> [CONSIGNE DONNÉE A]:
Relevez tous les montants exprimés en euros dans l'article sur l'exonération de TVA des livraisons intracommunautaires.
> [CONSIGNE DONNÉE B]:
Rédigez la suite de l'article sur l'exonération de TVA des livraisons intracommunautaires, en reprenant après sa dernière phrase.

> [TEXTE PRÉSENTÉ]:
++++++++++
Jeudis des fiscalistes - Marc Tournoud - Livraisons intracommunautaires payées en espèces par un fournisseur dont le numéro intracommunautaire n’est plus valide... exonérées de TVA, ou pas ?
Jurisprudence du cabinet : TA Grenoble, N°2005019, 31 janvier 2023
C’est l’article 262 ter du code général des impôts qui énonce les conditions de l’exonération de TVA des biens expédiés ou transportés à destination d’un autre assujetti vers un autre Etat membre de la Communauté européenne.
L’application concrète de ce texte fait l’objet d’un important contentieux : l’administration est souvent tentée de remettre en cause l’exonération lorsque les conditions des opérations lui paraissent inhabituelles, à savoir notamment si le prix est payé en espèces pour des montants significatifs, ou lorsque le numéro d’assujetti de l’acquéreur n’est plus valide.
Une affaire récente permet de rappeler les limites de l’action de l’administration dans de telles circonstances :
Une société française avait placé sous le régime de l’exonération de l’article 262 ter du CGI des ventes de véhicules d’occasion consenties en 2016 et 2017 à une cliente établie en République Tchèque. Il s’agissait d’un client important et habituel puisque les transactions, intégralement acquittées en espèces, s’élevaient à 407 450 euros en 2016 dont 263 000 euros de livraisons exonérées de taxe et 25 400 euros en 2017 dont 21 100 euros de livraisons exonérées.
L’administration avait remis en cause l’exonération de taxe sur la valeur ajoutée appliquée à ces ventes au motif que le vendeur aurait dû, selon le service vérificateur, relever l’importance des paiements en espèces, et procéder à de fréquentes vérifications du numéro de taxe sur la valeur ajoutée intracommunautaire de la société tchèque.
Pour écarter la thèse de l’administration, le tribunal administratif de Grenoble a d’abord rappelé les règles applicables, dans les termes suivants : « pour l’application de ces dispositions, un assujetti à la taxe sur la valeur ajoutée disposant de justificatifs de l’expédition des biens à destination d’un autre Etat membre et du numéro d’identification à la taxe sur la valeur ajoutée de l’acquéreur doit être présumé avoir effectué une livraison intracommunautaire exonérée, cette présomption ne fait pas obstacle à ce que l’administration fiscale puisse établir que les livraisons en cause n’ont pas eu lieu, en faisant notamment valoir que des livraisons, répétées et portant sur des montants importants, ont eu pour destinataires présumés des personnes dépourvues d’activité réelle. Toutefois, le droit à exonération de cet assujetti ne peut alors être remis en cause que s’il est établi, au vu des éléments dont il avait connaissance, qu’il savait ou aurait pu savoir en effectuant les diligences nécessaires, que la livraison intracommunautaire qu’il effectuait le conduisait à participer à une fraude fiscale. A cet égard, aucune disposition n’impose à un assujetti de consulter la base de données des numéros d’identification à la taxe sur la valeur ajoutée. Dans ces conditions, un assujetti, qui ne dispose pas d’éléments lui permettant de soupçonner l’existence d’une fraude, ne peut voir son droit à exonération remis en cause au seul motif qu’il n’a pas procédé à cette consultation. »
++++++++++
> [INFORMATIONS FOURNIES]:
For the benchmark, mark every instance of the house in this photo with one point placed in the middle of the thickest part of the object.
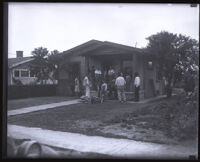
++++++++++
> [RÉPONSE A]:
407 450 euros, 263 000 euros, 25 400 euros, 21 100 euros

> [RÉPONSE B]:
Dans le cas évoqué, le tribunal a relevé que la société française avait vérifié la validité du numéro de taxe sur la valeur ajoutée intracommunautaire de sa cliente au moment de l’engagement de leurs relations commerciales, au mois de juillet 2013, et qu’à cette date, le numéro était valide.
Peu importe que ledit numéro était invalidé un mois plus tard, à partir du 14 août 2013, puisque la société française n’était pas tenue de procéder à une nouvelle consultation de la base de données des numéros d’identification à la taxe sur la valeur ajoutée, tant que les informations dont elle disposait ne lui permettaient pas de soupçonner le comportement frauduleux de sa cliente.
Le tribunal ajoute que la circonstance que les paiements ont été effectués en espèces ne peut pas suffire à démontrer que le vendeur français savait ou aurait pu savoir, en effectuant les diligences nécessaires, que les livraisons intracommunautaires qu’elle réalisait la conduisait à participer à une fraude fiscale, l’administration ne contestant pas la réalité de ces livraisons et ne soutenant pas que la société tchèque serait dépourvue d’activité réelle.
Dans cette affaire jugée par le TA de Grenoble (TA Grenoble, N°2005019, 31 janvier 2023), l’administration n’était pas en mesure d’expliquer à quelle fraude la société Tchèque était supposée participer.
Logiquement, le tribunal a jugé que, dans ces conditions, l’assujetti, qui ne disposait pas d’éléments lui permettant de soupçonner l’existence d’une fraude, ne pouvait voir son droit à exonération remis en cause au seul motif qu’il n’a pas procédé à la vérification du numéro d’assujetti de l’acquéreur.
Cette décision rendue au profit du contribuable rappelle utilement qu’aucune disposition n’impose à un assujetti de consulter sans arrêt la base de données des numéros d’identification à la taxe sur la valeur ajoutée, notamment pour les clients habituels, et que si les autres conditions de l’exonération sont remplies par ailleurs, c’est à l’administration qu’il appartient d’établir, en cas de doute, qu’au vu des éléments dont le vendeur avait connaissance, que celui-ci savait, ou aurait pu savoir en effectuant les diligences nécessaires, que la livraison intracommunautaire qu’il effectuait le conduisait à participer à une fraude fiscale.
Marc Tournoud,
Avocat associé, spécialiste en droit fiscal.